**Given passage:**

* START *

Sex and the City has now been in theaters for almost 48 hours, and gay guys are supposed to be part of the target audience, so I feel this requires some acknowledgement. I have almost no active memories of sitting down and watching the show during its 1998-2004 run, but I know I’ve seen just about every episode somehow.

I’m not going to bother with spoiler alerts in this post. My guess is that roughly 30% of the people who want to see this movie went yesterday, in Stoli Raz-soaked groups of 10 or more.

Curious but wanting to avoid the throngs, I skulked into a 9:30 a.m. show this morning by myself, unshaven and clutching a 24 oz. coffee. In a 400-seat cinema, 15 were filled, and I was the only dude. With moderately fond memories of all but the show’s final season – when the focus shifted from serial dating and promiscuity to monogamy and garden-variety bridal/motherhood porn – I braced myself for the worst.

A couple of thoughts before we get to the gay stuff: Did all the characters get 30% dumber during the transition from small to big screen? Why is demure Charlotte squealing in every scene that she’s in, and why is she onscreen so much less than the other characters? Does anybody actually think that the Carrie/Big romance is one for the ages, and should represent the main thrust of the movie, even after we thought we put that puppy to bed eight times already?

If the movie is called Sex and the City, why is everything about monogamy, marriage and children (you don’t even see Kim Cattrall’s nipples, for God’s sake)? Why have all the men been castrated and lobotomized (like Harry and Big), or altered to fit the machinations of what passes for a plot (like Steve)? I realize the show was celebrated for its trendsetting approach to style, but does the movie have to flash 10 designer logos at us per shot, and stop dead in its tracks for a wardrobe-change montage every reel, thus bloating the running time to 145 minutes? Fashion brand obsession is one thing, but does it have to extend to bang-you-over-the-head-with-a-tire-iron plugs for Smart Water, Starbucks and Apple?

* END *

**Provided records:**

* START *

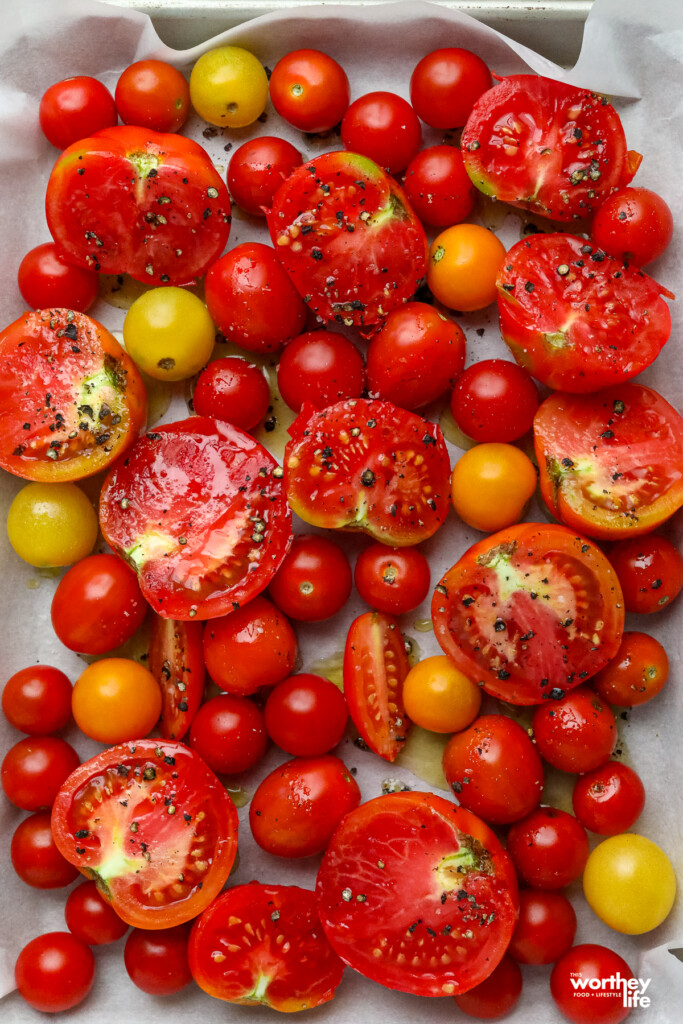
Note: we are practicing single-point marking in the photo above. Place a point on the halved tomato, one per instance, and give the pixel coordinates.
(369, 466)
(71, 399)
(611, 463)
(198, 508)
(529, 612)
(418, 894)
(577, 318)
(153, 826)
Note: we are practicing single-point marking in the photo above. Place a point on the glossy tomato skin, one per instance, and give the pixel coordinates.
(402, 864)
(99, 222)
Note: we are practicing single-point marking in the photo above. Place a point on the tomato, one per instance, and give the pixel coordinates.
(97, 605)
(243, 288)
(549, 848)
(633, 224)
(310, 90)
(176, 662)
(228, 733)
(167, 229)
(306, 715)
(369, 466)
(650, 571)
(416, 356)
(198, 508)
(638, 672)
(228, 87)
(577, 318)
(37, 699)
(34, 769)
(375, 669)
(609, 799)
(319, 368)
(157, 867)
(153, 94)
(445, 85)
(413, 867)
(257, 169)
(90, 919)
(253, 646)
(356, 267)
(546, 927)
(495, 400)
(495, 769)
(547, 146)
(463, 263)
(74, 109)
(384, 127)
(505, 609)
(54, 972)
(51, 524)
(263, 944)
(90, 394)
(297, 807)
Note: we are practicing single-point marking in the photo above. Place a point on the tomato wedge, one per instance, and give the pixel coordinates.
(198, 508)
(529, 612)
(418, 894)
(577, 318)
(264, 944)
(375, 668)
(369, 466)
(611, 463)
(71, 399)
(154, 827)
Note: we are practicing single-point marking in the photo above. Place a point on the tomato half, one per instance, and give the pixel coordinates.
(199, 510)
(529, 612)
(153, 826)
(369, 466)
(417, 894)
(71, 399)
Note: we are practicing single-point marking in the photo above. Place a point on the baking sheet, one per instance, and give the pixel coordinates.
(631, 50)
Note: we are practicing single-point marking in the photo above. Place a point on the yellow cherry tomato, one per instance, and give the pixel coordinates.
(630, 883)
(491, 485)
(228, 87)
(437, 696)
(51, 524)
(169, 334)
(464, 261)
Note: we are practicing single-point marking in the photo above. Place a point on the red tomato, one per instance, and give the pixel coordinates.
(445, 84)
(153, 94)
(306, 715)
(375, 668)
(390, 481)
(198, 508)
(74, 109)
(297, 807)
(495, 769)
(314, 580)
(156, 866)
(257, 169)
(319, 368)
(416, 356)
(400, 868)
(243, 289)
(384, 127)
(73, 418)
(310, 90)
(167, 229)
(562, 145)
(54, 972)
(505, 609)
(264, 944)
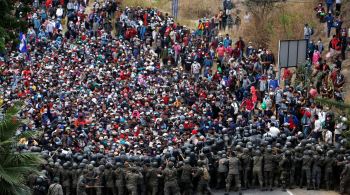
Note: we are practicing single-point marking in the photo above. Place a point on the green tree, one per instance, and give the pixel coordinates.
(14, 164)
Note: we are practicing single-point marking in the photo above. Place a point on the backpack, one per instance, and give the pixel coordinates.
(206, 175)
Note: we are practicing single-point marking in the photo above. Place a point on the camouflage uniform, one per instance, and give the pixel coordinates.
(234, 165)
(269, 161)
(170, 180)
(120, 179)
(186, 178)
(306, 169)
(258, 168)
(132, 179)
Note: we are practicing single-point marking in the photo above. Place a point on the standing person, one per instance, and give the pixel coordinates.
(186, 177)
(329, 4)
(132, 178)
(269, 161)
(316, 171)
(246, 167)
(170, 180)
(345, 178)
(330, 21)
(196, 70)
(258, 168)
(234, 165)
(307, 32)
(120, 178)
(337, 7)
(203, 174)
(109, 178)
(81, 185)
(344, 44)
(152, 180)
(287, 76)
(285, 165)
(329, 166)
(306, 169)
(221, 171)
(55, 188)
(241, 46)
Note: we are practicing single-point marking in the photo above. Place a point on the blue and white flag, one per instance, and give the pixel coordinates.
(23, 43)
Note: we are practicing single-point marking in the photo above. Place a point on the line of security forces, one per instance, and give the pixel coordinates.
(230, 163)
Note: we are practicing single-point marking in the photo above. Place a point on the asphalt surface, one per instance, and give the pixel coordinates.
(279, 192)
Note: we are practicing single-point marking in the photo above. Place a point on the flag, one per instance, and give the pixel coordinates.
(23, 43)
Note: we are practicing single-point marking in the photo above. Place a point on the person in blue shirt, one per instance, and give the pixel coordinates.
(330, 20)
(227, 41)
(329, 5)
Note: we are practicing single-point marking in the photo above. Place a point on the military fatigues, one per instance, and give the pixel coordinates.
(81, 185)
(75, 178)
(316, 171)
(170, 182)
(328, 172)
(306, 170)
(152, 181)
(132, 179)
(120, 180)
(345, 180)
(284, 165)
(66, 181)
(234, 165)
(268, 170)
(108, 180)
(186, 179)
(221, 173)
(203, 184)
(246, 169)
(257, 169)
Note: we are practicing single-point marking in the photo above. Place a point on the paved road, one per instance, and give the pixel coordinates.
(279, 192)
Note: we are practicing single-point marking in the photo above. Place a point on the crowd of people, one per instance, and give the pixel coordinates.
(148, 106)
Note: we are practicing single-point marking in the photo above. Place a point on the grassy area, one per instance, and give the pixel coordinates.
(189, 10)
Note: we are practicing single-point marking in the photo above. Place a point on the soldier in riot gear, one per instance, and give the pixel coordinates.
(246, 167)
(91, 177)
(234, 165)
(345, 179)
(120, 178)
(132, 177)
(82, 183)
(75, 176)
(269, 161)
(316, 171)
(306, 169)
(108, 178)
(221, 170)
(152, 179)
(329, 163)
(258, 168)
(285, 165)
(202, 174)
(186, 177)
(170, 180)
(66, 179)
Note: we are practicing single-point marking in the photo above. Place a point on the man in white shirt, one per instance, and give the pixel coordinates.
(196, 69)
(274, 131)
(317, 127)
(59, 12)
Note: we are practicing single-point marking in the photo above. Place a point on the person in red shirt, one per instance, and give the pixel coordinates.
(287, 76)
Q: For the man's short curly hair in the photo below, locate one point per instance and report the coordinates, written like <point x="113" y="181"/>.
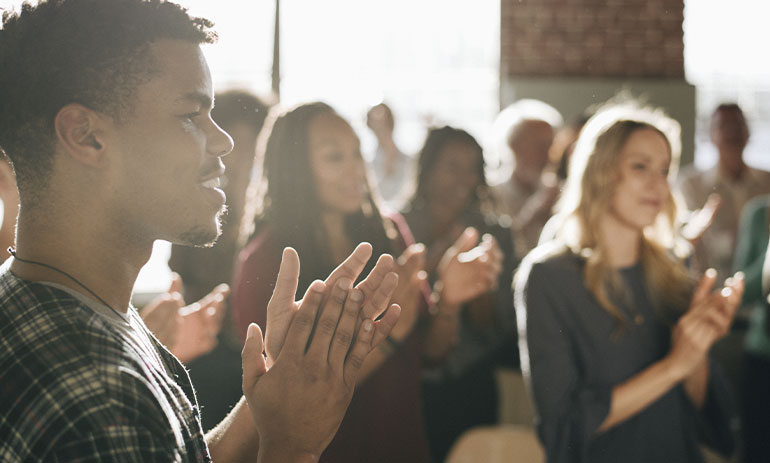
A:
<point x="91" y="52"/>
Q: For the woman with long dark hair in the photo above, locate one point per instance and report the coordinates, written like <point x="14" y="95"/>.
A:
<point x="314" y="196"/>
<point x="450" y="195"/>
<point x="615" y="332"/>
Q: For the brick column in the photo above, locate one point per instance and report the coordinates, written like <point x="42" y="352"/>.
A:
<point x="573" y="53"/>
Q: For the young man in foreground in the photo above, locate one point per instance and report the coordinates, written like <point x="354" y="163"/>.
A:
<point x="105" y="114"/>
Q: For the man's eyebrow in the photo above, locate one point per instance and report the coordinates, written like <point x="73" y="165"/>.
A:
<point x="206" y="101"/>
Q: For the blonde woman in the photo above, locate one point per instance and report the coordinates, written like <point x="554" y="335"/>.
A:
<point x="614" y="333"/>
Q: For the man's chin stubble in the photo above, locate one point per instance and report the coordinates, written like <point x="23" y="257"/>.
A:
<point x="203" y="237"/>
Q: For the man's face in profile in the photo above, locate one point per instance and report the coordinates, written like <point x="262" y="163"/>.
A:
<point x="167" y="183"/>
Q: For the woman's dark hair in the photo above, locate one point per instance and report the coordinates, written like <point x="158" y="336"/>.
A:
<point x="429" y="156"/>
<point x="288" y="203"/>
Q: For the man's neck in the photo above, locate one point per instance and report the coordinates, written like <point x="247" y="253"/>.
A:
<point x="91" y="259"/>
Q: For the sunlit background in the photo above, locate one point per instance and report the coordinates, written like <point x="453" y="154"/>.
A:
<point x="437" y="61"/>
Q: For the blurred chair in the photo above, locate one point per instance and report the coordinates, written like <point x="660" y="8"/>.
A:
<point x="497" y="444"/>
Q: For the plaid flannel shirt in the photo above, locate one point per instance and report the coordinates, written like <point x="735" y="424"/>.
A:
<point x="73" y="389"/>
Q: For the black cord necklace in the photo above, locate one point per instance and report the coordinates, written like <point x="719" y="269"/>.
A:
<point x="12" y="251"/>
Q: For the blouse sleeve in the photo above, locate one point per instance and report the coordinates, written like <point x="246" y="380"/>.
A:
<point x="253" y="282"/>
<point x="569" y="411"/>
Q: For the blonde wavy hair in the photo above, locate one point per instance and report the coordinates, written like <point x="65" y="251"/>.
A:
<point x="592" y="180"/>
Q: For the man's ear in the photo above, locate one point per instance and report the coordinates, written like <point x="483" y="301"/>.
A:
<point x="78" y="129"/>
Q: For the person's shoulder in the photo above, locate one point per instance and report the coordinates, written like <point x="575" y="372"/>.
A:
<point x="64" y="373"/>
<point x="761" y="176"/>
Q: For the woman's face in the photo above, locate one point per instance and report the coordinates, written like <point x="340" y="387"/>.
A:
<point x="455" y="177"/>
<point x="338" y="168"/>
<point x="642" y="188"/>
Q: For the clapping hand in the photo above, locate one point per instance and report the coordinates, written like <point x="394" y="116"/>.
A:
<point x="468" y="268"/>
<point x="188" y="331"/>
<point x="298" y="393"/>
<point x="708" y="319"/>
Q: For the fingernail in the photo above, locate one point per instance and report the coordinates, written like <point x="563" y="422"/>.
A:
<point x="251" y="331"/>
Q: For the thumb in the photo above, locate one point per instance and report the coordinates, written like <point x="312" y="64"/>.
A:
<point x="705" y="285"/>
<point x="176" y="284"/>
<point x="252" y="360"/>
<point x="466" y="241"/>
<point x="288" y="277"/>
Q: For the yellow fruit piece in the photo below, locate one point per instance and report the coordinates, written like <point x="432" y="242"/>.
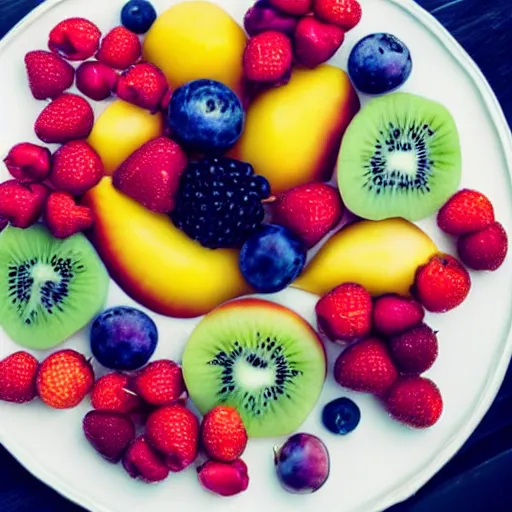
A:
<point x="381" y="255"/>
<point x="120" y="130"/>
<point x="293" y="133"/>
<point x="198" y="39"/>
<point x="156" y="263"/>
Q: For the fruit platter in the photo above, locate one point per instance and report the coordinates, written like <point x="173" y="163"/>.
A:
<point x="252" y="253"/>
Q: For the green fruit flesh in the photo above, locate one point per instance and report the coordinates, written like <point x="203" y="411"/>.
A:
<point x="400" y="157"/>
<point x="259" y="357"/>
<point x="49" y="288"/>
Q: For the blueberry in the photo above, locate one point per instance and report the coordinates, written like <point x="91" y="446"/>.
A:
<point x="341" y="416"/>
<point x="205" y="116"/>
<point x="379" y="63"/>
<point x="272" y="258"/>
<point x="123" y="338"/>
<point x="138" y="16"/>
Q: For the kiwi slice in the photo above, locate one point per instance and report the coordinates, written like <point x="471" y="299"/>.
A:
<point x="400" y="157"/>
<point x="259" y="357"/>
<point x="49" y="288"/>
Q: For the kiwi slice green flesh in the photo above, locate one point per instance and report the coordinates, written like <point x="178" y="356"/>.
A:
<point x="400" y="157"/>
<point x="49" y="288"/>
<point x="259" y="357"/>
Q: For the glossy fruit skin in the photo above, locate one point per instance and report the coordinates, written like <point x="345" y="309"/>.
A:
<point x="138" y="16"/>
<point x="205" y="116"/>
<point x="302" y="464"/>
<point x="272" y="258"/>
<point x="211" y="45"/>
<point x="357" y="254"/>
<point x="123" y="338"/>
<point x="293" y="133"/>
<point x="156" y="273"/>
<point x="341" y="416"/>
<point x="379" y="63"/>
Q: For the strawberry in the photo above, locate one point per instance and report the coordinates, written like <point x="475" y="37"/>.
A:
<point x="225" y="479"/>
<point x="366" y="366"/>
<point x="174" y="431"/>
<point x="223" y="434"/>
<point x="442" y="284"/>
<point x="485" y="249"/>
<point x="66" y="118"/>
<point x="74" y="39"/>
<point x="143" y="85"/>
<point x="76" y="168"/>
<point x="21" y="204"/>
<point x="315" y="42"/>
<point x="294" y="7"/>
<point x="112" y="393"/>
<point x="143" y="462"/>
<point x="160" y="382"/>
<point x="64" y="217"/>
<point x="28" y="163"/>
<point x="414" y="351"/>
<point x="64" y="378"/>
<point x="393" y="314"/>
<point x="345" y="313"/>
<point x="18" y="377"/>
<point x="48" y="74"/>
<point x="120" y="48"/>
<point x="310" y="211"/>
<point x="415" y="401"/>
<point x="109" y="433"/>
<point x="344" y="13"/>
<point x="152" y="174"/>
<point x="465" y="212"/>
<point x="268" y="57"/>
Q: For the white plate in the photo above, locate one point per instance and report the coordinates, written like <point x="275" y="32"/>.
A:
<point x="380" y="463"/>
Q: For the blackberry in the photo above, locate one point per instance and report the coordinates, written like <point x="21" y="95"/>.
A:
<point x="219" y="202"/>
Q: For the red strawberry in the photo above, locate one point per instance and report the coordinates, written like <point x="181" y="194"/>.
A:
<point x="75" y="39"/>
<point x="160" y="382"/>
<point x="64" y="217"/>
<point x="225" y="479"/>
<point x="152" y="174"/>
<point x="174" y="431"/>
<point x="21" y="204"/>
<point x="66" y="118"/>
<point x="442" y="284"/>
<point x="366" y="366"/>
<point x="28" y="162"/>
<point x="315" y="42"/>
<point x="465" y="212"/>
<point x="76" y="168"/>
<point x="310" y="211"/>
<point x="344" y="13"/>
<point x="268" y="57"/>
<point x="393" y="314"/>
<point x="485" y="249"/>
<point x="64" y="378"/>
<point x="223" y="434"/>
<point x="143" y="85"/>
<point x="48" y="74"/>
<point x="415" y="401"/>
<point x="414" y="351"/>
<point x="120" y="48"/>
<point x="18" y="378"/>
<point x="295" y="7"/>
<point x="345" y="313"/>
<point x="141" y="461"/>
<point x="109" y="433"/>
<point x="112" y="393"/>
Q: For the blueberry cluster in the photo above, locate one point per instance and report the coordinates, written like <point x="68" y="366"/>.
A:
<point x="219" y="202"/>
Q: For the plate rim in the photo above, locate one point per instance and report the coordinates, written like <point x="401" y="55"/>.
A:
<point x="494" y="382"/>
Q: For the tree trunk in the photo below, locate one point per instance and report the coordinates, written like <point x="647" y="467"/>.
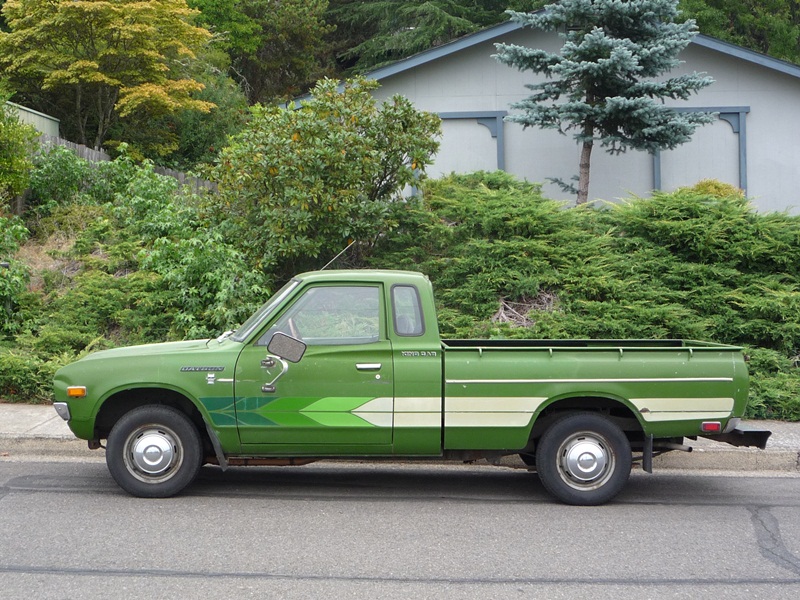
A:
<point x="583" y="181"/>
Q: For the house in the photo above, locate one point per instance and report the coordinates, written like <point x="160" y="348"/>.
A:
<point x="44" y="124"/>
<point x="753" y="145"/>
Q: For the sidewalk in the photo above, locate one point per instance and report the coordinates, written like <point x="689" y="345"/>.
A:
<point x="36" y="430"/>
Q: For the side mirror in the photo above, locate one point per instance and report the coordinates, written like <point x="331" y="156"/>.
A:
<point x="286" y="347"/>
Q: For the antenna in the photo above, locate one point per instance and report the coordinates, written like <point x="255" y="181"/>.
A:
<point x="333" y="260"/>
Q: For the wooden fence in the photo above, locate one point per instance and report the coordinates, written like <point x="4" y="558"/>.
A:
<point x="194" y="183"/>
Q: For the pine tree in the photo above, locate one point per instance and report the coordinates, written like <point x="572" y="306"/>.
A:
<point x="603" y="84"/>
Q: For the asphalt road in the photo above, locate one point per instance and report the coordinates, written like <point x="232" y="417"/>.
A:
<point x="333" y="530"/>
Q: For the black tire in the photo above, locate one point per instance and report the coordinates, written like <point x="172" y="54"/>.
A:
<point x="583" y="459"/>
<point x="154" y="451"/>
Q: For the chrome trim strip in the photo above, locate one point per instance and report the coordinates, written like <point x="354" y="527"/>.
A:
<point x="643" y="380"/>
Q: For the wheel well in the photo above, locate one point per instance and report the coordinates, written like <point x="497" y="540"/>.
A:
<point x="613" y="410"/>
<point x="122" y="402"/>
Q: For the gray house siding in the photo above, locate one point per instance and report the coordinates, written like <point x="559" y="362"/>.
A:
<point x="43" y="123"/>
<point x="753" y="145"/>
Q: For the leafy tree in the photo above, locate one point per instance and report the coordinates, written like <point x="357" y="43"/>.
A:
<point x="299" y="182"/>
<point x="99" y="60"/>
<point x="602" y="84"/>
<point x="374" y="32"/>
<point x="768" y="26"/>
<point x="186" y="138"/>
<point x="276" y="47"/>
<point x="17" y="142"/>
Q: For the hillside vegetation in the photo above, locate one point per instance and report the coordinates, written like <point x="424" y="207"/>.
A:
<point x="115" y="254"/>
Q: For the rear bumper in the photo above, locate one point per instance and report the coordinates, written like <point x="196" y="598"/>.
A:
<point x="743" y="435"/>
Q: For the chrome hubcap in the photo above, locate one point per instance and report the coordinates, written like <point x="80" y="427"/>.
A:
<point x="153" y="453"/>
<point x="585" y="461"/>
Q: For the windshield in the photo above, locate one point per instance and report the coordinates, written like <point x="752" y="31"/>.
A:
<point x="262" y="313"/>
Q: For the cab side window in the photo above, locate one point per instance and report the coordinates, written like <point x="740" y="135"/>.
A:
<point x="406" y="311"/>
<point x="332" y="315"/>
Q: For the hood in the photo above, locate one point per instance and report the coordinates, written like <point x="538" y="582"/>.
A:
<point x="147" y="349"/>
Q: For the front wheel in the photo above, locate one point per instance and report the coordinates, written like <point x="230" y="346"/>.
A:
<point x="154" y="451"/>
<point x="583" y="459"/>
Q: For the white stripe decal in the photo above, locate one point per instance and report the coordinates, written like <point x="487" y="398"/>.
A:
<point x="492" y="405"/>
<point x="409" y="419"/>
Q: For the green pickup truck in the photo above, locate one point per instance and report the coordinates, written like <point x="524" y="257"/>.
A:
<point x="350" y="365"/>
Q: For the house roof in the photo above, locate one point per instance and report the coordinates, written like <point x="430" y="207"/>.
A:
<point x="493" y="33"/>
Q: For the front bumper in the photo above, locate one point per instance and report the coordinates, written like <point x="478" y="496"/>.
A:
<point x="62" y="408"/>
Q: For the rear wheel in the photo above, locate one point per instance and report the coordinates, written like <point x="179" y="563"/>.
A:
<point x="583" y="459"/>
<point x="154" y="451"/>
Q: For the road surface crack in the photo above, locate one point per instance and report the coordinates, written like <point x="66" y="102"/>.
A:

* END *

Quote the post about the Sex and the City movie word for word, starting at "If the movie" and ending at "Starbucks and Apple?".

**Answer for this exercise:**
If the movie is called Sex and the City, why is everything about monogamy, marriage and children (you don’t even see Kim Cattrall’s nipples, for God’s sake)? Why have all the men been castrated and lobotomized (like Harry and Big), or altered to fit the machinations of what passes for a plot (like Steve)? I realize the show was celebrated for its trendsetting approach to style, but does the movie have to flash 10 designer logos at us per shot, and stop dead in its tracks for a wardrobe-change montage every reel, thus bloating the running time to 145 minutes? Fashion brand obsession is one thing, but does it have to extend to bang-you-over-the-head-with-a-tire-iron plugs for Smart Water, Starbucks and Apple?